◆ Excerpt
Historic Charleston Foundation Trolley Lecture

 Events, History and Preservation  Comments Off on Historic Charleston Foundation Trolley Lecture
Jan 212015

The Rise and Fall of Charleston’s Trolleys, 1859-1938
Guest Speaker: historian Nicholas Butler, Ph.D.

King Street Trolley - Charleston, SCOn February the 23rd, the Historic Charleston Foundation will present a talk on the history of Charleston’s trolleys at the Charleston Museum.

For 77 years after the Civil War, the streets of urban Charleston were lined with iron track for a fleet of streetcars or trolleys. The initial horse-drawn system was electrified in 1897, but the cars and tracks were scrapped in 1938 in favor of “modern” diesel buses. Might this pre-automobile relic offer a solution to transportation woes? Join historian Nic Butler for a look back at the motives behind the creation and the demolition of Charleston’s first mass transit system.

◆ Available data
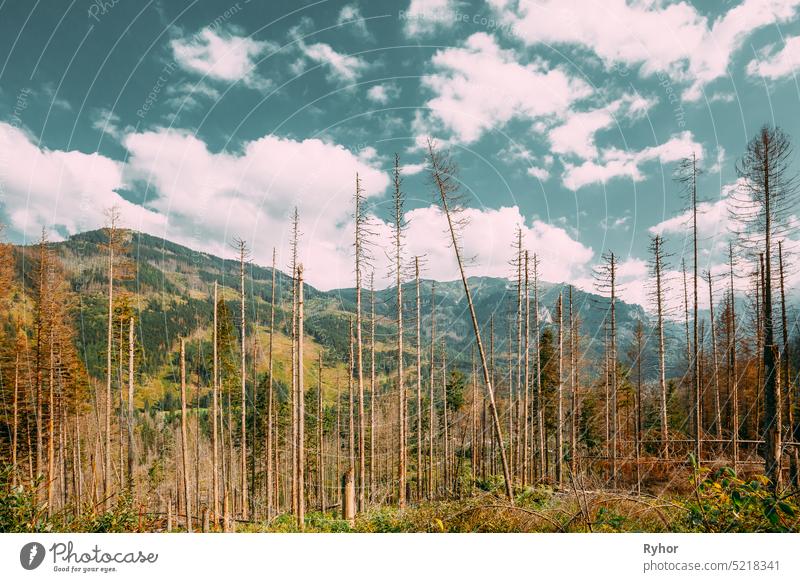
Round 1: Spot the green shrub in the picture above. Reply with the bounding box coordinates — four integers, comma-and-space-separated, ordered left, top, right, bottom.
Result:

◆ Task A
Using the trolley lecture announcement, explain in one to three sentences why Charleston's trolley cars and tracks were scrapped in 1938.
◆ Task B
According to the trolley lecture announcement, in what year was Charleston's horse-drawn trolley system electrified?
You can set the lines aside; they play no part here.

◆ Worked answer A
They were scrapped in favor of diesel buses, which were seen as "modern." The trolleys gave way to this newer form of transit.

◆ Worked answer B
It was electrified in 1897.